The line containing "Point to the dark" marks the start; return it and every line after it in the listing below, exactly, through the last.

(Source records)
---*---

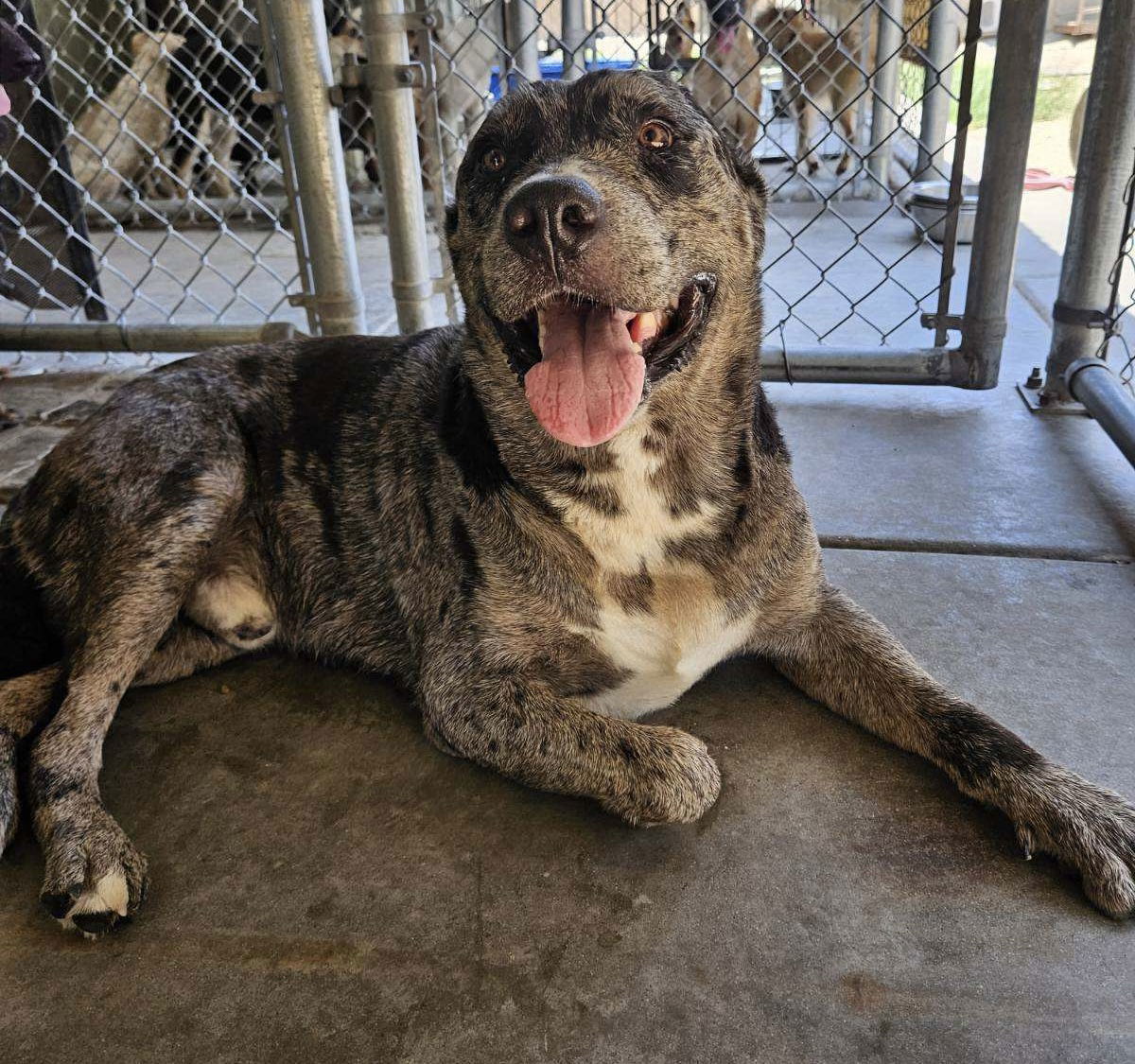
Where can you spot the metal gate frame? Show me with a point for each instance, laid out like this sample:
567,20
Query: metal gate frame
973,363
1087,302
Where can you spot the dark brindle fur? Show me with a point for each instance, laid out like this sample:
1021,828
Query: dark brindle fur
394,505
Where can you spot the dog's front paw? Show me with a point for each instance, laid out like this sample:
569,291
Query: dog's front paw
667,777
1092,830
95,876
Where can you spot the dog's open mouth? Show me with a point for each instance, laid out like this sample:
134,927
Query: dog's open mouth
585,365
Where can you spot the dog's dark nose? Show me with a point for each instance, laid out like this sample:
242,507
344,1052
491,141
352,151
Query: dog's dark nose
551,217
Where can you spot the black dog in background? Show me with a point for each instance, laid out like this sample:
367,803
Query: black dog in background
18,61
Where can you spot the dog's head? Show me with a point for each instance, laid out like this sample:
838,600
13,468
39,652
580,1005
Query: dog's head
148,47
605,236
18,61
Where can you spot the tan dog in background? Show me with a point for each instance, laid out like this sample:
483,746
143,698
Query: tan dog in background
823,78
117,138
725,78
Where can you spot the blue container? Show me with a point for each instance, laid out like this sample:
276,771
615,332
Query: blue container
551,70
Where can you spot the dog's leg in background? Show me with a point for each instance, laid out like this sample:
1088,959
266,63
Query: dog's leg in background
845,112
805,129
26,700
646,774
848,660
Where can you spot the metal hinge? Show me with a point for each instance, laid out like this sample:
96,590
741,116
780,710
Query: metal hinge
945,322
1081,316
395,75
408,22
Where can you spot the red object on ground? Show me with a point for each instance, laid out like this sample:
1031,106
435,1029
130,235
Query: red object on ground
1038,181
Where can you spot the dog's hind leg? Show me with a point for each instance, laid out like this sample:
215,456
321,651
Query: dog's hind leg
848,660
24,701
95,876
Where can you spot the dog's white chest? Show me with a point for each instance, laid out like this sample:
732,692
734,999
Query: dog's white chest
661,619
664,653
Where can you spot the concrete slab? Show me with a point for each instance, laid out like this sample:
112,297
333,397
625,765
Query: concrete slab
934,464
329,888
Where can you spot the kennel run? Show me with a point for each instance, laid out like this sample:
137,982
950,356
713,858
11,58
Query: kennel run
184,176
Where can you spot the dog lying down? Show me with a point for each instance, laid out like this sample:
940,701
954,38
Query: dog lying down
548,522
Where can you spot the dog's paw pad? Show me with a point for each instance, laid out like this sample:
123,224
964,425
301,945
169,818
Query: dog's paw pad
95,925
96,911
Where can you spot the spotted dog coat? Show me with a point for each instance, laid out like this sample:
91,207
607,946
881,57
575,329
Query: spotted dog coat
404,506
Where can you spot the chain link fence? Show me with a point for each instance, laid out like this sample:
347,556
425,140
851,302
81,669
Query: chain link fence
850,106
143,178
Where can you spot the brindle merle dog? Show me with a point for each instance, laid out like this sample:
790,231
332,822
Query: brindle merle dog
546,523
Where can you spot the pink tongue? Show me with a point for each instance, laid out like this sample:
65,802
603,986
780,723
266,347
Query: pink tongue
591,375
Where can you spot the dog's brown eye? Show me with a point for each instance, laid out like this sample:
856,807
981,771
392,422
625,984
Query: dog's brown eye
654,134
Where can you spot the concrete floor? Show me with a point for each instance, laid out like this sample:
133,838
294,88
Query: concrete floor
327,887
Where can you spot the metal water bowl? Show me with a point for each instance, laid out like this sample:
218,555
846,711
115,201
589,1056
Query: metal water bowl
928,208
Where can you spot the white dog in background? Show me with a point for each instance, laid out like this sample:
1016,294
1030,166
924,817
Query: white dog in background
116,140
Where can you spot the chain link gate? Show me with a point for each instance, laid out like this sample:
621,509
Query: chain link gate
858,110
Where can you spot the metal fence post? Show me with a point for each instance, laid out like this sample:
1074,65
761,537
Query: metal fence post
884,117
1016,72
941,47
391,78
573,35
313,131
1095,226
522,22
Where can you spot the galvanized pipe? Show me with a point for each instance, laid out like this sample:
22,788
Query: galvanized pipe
288,166
884,96
300,34
522,22
390,78
1095,226
1016,70
573,35
867,365
941,47
108,336
1091,381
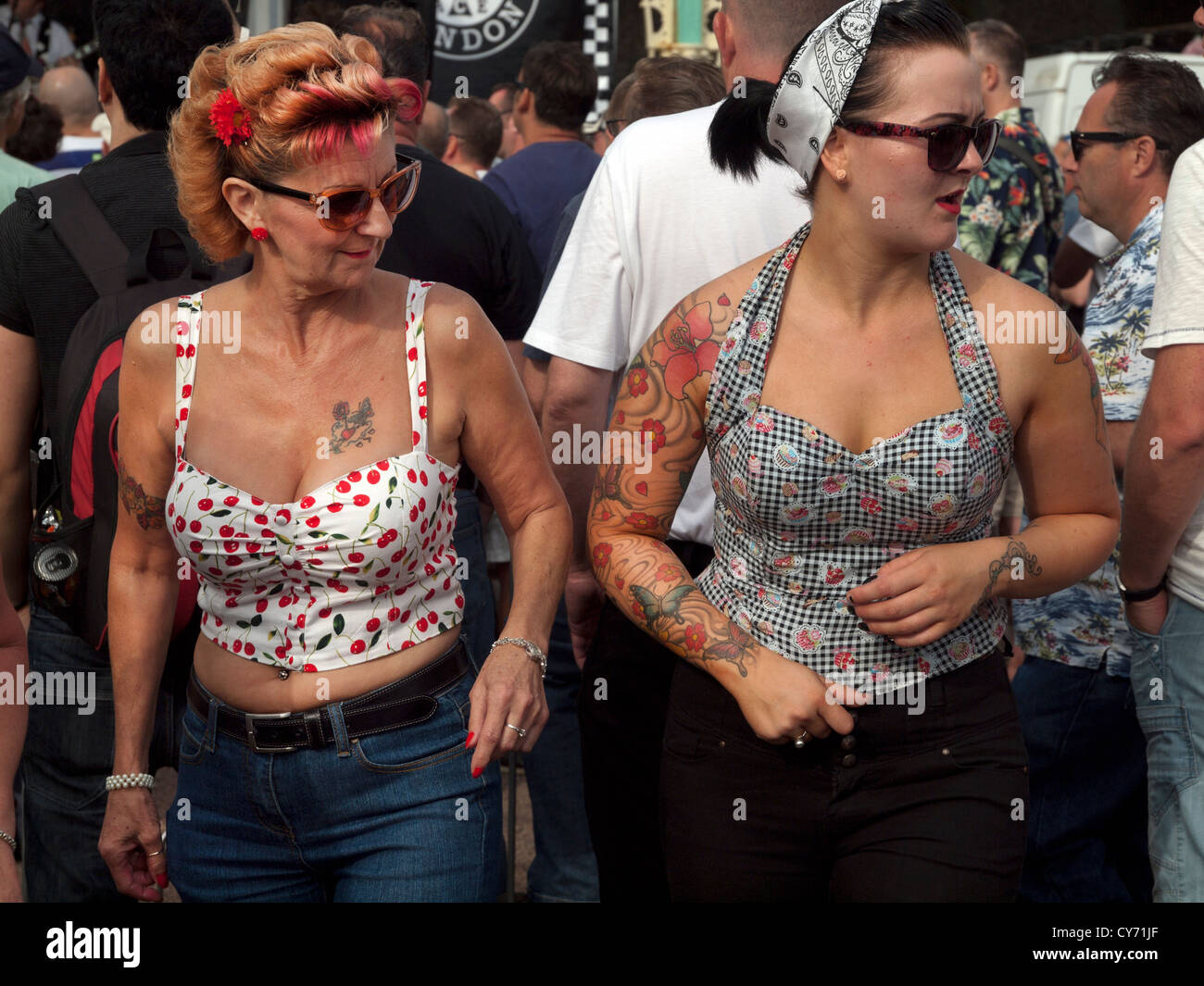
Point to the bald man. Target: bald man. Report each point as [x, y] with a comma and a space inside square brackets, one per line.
[70, 91]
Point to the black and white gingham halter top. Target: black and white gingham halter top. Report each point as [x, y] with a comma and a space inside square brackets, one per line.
[801, 520]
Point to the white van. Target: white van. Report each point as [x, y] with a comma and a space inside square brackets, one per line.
[1058, 87]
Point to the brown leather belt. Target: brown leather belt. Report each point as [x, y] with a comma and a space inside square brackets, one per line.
[405, 702]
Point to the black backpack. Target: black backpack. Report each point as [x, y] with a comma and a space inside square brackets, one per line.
[76, 486]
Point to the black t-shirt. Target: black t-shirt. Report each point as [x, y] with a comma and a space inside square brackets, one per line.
[43, 291]
[457, 231]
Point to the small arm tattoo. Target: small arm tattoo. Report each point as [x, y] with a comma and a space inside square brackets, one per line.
[147, 511]
[1014, 550]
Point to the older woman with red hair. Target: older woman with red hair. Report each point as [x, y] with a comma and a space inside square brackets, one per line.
[337, 743]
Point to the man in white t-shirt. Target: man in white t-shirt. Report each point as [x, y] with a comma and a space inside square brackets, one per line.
[1162, 543]
[658, 221]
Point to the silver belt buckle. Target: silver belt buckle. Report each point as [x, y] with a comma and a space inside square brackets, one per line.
[249, 718]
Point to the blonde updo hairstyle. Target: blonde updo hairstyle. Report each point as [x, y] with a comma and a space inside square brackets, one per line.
[306, 91]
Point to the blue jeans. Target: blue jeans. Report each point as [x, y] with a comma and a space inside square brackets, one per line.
[1168, 685]
[564, 867]
[389, 817]
[1087, 793]
[64, 765]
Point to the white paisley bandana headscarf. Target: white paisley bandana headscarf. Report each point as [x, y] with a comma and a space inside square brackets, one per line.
[817, 84]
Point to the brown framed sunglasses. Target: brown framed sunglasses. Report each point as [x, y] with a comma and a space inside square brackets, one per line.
[342, 208]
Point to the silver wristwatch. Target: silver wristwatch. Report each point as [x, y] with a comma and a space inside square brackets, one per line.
[533, 652]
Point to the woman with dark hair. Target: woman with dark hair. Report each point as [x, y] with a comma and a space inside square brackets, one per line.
[842, 726]
[338, 743]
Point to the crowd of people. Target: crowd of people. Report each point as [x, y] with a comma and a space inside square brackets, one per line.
[842, 605]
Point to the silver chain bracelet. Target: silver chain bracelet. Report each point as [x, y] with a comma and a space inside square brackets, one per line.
[117, 781]
[533, 652]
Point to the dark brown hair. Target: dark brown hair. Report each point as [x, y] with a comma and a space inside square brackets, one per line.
[477, 124]
[665, 85]
[564, 82]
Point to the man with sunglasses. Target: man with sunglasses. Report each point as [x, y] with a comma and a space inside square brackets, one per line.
[1087, 753]
[1011, 212]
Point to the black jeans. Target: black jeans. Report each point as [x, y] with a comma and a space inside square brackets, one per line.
[625, 693]
[927, 806]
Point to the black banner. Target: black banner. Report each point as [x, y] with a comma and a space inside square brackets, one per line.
[481, 43]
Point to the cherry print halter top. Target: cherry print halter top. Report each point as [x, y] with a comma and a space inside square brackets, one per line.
[801, 520]
[360, 568]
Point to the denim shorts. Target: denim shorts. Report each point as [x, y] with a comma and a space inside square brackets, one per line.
[389, 817]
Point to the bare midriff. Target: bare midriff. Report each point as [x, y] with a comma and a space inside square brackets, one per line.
[259, 688]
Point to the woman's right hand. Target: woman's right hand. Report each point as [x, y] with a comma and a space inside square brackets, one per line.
[128, 838]
[781, 698]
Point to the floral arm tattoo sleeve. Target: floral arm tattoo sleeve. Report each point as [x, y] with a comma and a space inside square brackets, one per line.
[658, 432]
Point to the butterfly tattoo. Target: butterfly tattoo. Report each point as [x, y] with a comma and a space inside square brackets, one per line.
[145, 509]
[734, 650]
[653, 607]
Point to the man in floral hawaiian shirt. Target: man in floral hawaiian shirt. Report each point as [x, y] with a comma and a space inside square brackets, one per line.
[1087, 818]
[1011, 213]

---*---

RESULT OF THIS EXERCISE
Point to the dark brown hair. Target: dark brown hair. Report each point as [x, y] with a comma and a space inside square brackets, one per line.
[477, 124]
[665, 85]
[564, 82]
Point to the man with sunglasses. Target: man with sunglasses. Report each point as [x, y] with a comma and a space inside square brackets, one per line.
[1087, 753]
[1011, 212]
Point to the black jeans. Target: black jeans. Report each point as [x, y] with a comma and a space inside square brackets, one per line.
[625, 693]
[927, 806]
Point to the black banner. Target: black banner. Report each point as [x, y] with a comma and a space inside square brackets, one per line.
[481, 43]
Point to the cherry print halter top. Target: cherry print halter top. Report each point as [x, y] with a comma and a space inside square brackets, one per line.
[801, 520]
[360, 568]
Point to the denim shorts. Target: denim shorts. Report each point as [x, y] with a comma and a space inside square brackets, one per line.
[389, 817]
Point to the bare midriff. Target: bare midriff. Report each point as [x, y] with a comma and a space inside square brackets, one per line.
[259, 688]
Point to the woman's right hand. Target: woman's right hand. Report each point as [x, y] with a comma and a space inside square brackets, one per line.
[128, 838]
[781, 698]
Point to the floral arm tattoo sleeve. Target: floral arm tattoo sleeve. Report each point as [x, y] with a comma and a space inside square brackets, one per line.
[658, 432]
Point to the butterfly tattoo. Target: butterfly tattoo. Report each point as [x, y] with a comma and a space inside square brackets, one per line.
[145, 509]
[734, 650]
[653, 607]
Point to the man in floral hawaiian shirt. Target: man in floral hawaiian shirt. Report each point as [x, y] with a comma and a space inside square brackets, one per line.
[1087, 818]
[1011, 213]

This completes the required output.